• TRAVAIL DEMANDÉ:
• A. Veuillez indiquer si chacun des énoncés suivants concorde avec le texte ci-dessous, en répondant par oui ou par non et en citant textuellement les mots du texte qui tranchent.
(i) La mise en garde a été diffusée trois fois pendant l'émission.
(ii) Les mises en garde dispensent le diffuseur de programmer après 21 h un contenu destiné aux adultes.
(iii) L'émission examinée durait une heure.
• B. Répondez aux questions suivantes à partir du texte ci-dessous.
(i) À quelle date l'émission Fric show en cause a-t-elle été diffusée ?
(ii) Quels sont le numéro et la date de la décision de radiodiffusion citée par le Conseil ?
(iii) Par quel moyen les parties vaginales ou rectales sont-elles censurées dans les images du tournage ?

• TEXTE:
....................

Suite à l'écoute de l'émission, le Conseil atteste que les images de nudité y sont fréquentes tout au long de la demi-heure de diffusion : femmes nues de face et de dos, rapports sexuels explicites, couvertures de magazines pornographiques, images sur Internet de nudité, de sexualité explicite (ex. : fellation), tournage en direct d'un film pornographique (rapports sexuels explicites, scènes de masturbation clitoridienne, cunnilingus, etc.). Dans ces dernières images, bien que les parties vaginales ou rectales soient censurées au moyen d'une image de masque, la sexualité demeure explicite.

16.

L'émission Fric show du 26 avril 2007 contenait des scènes de nudité et des scènes sexuellement explicites. Le Conseil est donc d'avis que le contenu de l'émission s'adressait à un public adulte averti.

17.

Dans sa réponse à la plaignante, la SRC explique que c'est justement parce que le contenu de l'émission pouvait ne pas convenir aux jeunes enfants que des messages d'avertissement furent diffusés au début de l'émission et au retour des deux blocs publicitaires. Le Conseil confirme qu'une mise en garde fut effectivement diffusée à trois reprises.

18.

Or, la diffusion de mises en garde n'annule pas la responsabilité de diffuser un contenu de programmation destiné à un auditoire adulte après 21 h. Ces exigences sont cumulatives : les normes industrielles en vigueur exigent que les mises en garde accompagnent la diffusion après 21 h. Le Conseil s'est récemment prononcé à ce sujet dans Plaintes concernant la diffusion de Sex Traffic et de Old School par le réseau anglais de la Société Radio-Canada avant l'heure critique, décision de radiodiffusion CRTC 2006-668, 11 décembre 2006 :
 

Bien que les mises en garde faites par la SRC furent de précieux outils pour informer les téléspectateurs éventuels des risques liés au contenu de l'émission en question, le Conseil est d'avis que les mises en garde n'excusent pas le dommage que peut causer la diffusion, avant l'heure critique, d'un contenu clairement réservé à un public averti.

....................

• EXTRAITS DES DONNÉES:
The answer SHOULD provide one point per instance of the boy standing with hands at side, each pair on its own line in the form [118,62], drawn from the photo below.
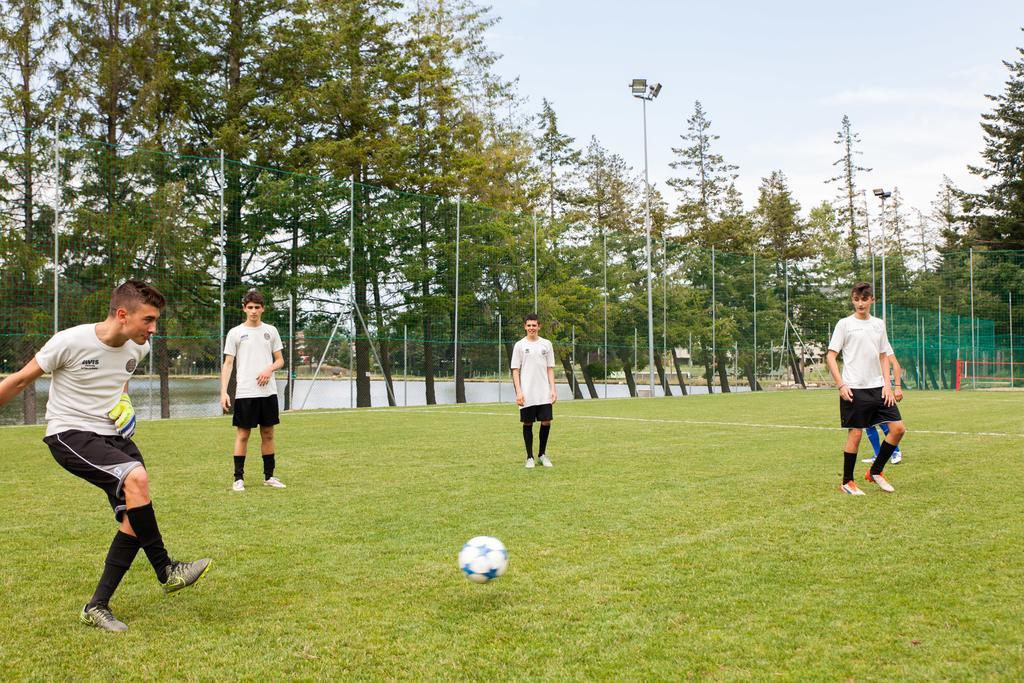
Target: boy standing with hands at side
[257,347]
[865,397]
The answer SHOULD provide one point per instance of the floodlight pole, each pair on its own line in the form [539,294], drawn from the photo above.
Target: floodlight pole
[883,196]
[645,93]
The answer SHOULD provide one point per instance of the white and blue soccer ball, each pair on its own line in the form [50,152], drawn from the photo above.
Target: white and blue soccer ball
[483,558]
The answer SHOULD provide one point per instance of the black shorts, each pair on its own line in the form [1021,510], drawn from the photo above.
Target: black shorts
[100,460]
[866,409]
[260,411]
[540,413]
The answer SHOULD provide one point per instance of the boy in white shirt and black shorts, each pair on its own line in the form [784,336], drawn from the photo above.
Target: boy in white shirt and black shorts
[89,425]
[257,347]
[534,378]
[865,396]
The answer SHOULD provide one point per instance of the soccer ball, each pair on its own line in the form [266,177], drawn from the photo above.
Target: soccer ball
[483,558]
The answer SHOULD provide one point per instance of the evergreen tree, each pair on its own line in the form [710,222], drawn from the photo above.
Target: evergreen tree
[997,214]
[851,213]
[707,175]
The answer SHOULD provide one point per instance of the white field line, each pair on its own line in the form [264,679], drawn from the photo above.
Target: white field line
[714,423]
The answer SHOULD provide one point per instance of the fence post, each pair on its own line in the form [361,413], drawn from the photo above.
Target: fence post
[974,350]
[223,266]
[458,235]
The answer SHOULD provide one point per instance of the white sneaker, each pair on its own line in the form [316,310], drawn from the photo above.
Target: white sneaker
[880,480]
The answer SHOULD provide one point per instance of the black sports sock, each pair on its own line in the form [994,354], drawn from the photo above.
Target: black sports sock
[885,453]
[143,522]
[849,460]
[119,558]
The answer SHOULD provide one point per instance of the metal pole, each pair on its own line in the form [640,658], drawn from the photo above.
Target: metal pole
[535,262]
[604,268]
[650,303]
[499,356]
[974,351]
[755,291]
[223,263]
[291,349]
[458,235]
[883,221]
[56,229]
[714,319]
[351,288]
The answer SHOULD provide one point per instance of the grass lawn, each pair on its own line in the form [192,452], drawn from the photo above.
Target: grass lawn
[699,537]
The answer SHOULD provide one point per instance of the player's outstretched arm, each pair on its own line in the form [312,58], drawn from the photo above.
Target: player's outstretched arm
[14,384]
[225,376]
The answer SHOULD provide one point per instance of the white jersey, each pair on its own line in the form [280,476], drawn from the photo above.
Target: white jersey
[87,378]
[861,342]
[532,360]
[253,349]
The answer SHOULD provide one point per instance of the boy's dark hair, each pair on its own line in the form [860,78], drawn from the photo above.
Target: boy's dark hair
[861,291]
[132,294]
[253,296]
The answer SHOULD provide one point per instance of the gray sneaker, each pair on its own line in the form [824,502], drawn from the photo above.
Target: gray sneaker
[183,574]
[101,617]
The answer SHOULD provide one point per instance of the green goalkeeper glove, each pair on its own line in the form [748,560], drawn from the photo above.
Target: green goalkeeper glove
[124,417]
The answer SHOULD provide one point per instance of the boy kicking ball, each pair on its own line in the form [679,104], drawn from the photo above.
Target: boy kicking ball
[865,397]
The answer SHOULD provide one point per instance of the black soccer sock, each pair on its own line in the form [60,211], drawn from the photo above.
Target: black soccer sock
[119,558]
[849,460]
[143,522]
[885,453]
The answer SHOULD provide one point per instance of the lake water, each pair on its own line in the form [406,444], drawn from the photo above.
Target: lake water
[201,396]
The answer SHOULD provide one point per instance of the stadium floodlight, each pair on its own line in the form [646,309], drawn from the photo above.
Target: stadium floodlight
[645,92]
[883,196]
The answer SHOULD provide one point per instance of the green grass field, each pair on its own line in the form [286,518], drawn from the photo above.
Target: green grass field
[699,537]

....................

• RÉSULTATS:
• A.
(i) Oui : « Le Conseil confirme qu'une mise en garde fut effectivement diffusée à trois reprises. »
(ii) Non : « la diffusion de mises en garde n'annule pas la responsabilité de diffuser un contenu de programmation destiné à un auditoire adulte après 21 h. »
(iii) Non : « tout au long de la demi-heure de diffusion »

• B.
(i) Le 26 avril 2007.
(ii) Décision de radiodiffusion CRTC 2006-668, du 11 décembre 2006.
(iii) Au moyen d'une image de masque.